[Page extract]:
════════════════════

(New York) – Older people are often at heightened risk of abuses during armed conflict, Human Rights Watch said in a report released today. All parties to armed conflict should end abuses against older people and facilitate humanitarian assistance to older people in need. The United Nations Security Council should ensure that the UN addresses the need for enhanced protection of older civilians in armed conflict in its work.
The 49-page report, “No One Is Spared: Abuses against Older People in Armed Conflict,” describes patterns of abuses documented by Human Rights Watch between 2013 and 2021 against older people affected by armed conflicts in Burkina Faso, Central African Republic, Ethiopia, Israel and the Occupied Palestinian Territory, Mali, Mozambique, Nagorno-Karabakh, Niger, South Sudan, Syria, and Ukraine. The report also draws on the serious protracted violence in two English-speaking regions of Cameroon, Myanmar security force atrocities against older ethnic Rohingya in Rakhine State, and the experiences of older refugees in Lebanon displaced by conflict in Syria.
“Older people face serious abuses, including summary execution, rape, and abduction, during conflicts,” said Bridget Sleap, senior researcher on the rights of older people at Human Rights Watch. “There is an urgent need for governments and the UN to recognize the specific risks and assistance needs of older people and act to protect them.”
Government forces and non-state armed groups have attacked and committed serious abuses against older civilians in conflicts around the world, including unlawful killing, summary executions, arbitrary arrest and detention, torture and other ill-treatment, rape, abduction and kidnapping, and destroyed their homes and property. Older civilians have been killed and injured by small arms, heavy weapons, explosive weapons with wide area effects, and chemical and other banned weapons. Older people are often at heightened risk when they are unable or chose not to flee attacks.
In Burkina Faso and Mali, armed Islamist groups, government forces, and ethnic militias have killed numerous older people, including prominent elders. On January 27, 2022, the Malian army executed two men in their 80s and 12 others in the village of Touna, Mali, in apparent retaliation for the death of two soldiers whose vehicle drove over an improvised explosive device.

════════════════════

(Natural language region descriptions)
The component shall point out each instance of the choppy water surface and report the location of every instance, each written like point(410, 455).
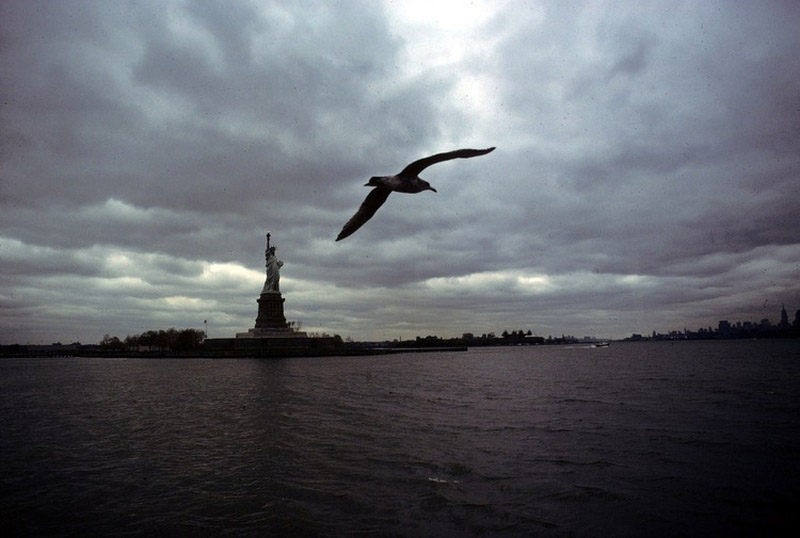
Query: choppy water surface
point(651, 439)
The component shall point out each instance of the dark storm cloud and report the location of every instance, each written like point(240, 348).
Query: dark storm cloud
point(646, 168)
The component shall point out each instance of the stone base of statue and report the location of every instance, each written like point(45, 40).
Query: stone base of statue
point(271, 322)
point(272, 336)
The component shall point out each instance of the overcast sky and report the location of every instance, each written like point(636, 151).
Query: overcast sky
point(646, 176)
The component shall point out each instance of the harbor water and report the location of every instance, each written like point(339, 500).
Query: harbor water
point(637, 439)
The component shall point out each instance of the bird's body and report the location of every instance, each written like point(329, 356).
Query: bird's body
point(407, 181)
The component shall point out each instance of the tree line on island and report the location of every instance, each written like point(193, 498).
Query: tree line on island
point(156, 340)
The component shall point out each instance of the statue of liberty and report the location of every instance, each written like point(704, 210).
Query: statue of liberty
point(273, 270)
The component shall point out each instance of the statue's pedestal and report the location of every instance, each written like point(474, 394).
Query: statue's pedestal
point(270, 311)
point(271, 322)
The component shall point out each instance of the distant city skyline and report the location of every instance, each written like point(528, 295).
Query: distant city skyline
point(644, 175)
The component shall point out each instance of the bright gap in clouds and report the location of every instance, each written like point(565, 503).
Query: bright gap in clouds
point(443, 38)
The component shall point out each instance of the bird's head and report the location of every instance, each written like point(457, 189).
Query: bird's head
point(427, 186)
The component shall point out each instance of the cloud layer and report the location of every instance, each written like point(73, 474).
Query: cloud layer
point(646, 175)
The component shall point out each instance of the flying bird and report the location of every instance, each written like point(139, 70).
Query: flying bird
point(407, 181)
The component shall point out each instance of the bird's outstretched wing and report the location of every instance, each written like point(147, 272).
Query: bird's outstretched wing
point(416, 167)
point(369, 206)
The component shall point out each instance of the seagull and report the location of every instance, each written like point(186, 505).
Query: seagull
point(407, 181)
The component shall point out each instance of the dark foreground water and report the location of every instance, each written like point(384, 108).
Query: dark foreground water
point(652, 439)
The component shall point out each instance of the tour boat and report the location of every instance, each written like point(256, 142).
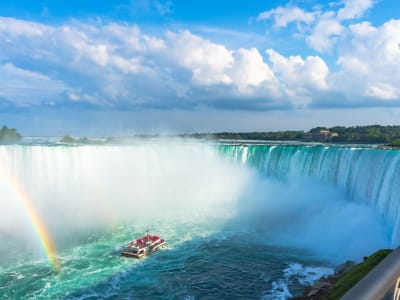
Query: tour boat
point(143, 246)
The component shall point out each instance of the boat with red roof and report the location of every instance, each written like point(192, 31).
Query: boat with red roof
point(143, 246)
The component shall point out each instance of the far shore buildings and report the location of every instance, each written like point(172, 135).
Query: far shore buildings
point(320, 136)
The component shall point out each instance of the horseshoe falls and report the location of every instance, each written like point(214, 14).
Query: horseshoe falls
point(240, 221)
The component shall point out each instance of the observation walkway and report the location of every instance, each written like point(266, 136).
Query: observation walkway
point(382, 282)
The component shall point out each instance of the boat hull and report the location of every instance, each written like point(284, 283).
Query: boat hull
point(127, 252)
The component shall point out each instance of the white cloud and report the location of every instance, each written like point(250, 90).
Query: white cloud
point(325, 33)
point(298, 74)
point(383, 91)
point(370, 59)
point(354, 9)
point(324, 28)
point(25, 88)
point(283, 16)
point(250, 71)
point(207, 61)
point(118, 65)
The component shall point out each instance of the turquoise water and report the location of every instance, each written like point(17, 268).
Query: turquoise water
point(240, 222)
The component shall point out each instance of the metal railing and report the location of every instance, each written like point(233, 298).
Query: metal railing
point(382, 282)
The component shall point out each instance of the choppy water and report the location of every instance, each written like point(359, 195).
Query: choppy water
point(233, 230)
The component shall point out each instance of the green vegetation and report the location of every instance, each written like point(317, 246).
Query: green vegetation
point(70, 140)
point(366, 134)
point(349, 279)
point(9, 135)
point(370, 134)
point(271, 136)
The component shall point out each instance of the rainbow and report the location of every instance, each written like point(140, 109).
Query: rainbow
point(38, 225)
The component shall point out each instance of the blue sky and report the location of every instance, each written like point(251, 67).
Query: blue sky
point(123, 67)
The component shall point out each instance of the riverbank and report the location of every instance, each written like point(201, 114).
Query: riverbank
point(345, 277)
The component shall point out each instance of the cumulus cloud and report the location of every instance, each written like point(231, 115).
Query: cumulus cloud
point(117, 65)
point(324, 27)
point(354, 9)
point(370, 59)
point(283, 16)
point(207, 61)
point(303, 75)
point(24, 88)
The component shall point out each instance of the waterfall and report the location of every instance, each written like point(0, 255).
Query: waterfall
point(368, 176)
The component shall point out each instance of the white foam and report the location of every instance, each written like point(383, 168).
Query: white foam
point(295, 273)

════════════════════

[To do]:
[A] In the report on older people in armed conflict, rewrite the stretch from "In Burkina Faso and" through "improvised explosive device.", replacing "prominent elders" with "respected elders".
[B] Continue the report on abuses against older people in armed conflict from where it stops.

[Answers to the tasks]:
[A]
In Burkina Faso and Mali, armed Islamist groups, government forces, and ethnic militias have killed numerous older people, including respected elders. On January 27, 2022, the Malian army executed two men in their 80s and 12 others in the village of Touna, Mali, in apparent retaliation for the death of two soldiers whose vehicle drove over an improvised explosive device.

[B]
In South Sudan, a rape survivor in her late 50s said that during government operations against rebel forces in February 2019, a soldier made her carry looted property, beat her with a gun, and raped her repeatedly.
Between December 2016 and April 2017, Syrian government warplanes carried out four aerial attacks with apparent nerve agents, a group of chemicals that includes sarin. Older people were among those who reportedly died in the attacks from chemical exposure.
During hostilities, in many instances older people with limited mobility or other disabilities did not have support from others to flee when fighting neared and had to remain behind. In 2017, Rohingya who were forced out of Myanmar described security forces pushing older people who could not flee back into burning houses. "I saw them push my husband's uncle into the fire. I saw them push him back into the burning house,” one woman said. “He is weak, maybe 80 years [old].... I think they wanted everyone to leave and those that could not leave they put into the fire.”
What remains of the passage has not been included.